TASK STATEMENT: Rescale the records from the start up to and including the line containing "[[202, 99]]", and only those lines. Repeat them in full, request text included, with every x and y coordinate in the answers multiplied by 0.75 and rounded to whole numbers, halves rounding up.

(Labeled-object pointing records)
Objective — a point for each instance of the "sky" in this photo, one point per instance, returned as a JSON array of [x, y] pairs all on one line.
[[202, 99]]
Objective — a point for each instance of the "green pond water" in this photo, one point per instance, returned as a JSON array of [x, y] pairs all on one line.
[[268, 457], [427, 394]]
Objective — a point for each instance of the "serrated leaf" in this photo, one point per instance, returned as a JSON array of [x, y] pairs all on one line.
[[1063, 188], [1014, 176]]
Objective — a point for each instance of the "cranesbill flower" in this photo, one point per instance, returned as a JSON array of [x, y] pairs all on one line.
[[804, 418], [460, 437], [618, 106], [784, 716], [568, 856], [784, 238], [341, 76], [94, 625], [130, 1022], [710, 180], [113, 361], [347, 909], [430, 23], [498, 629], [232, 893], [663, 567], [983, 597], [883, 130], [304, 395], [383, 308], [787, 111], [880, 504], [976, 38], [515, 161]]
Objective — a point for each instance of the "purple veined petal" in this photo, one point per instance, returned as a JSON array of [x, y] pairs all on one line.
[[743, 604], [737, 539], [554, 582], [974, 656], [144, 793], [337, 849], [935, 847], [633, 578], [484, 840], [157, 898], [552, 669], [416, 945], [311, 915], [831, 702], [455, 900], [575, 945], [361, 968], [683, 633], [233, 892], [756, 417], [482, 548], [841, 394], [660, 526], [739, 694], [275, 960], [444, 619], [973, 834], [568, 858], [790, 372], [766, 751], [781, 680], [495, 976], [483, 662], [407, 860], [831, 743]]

SOLUTION TO THIS EXERCISE:
Objective — a point for each instance of the "sky" in this photo, one point per instance, returned as a JSON array of [x, y] pairs all on one line.
[[152, 74]]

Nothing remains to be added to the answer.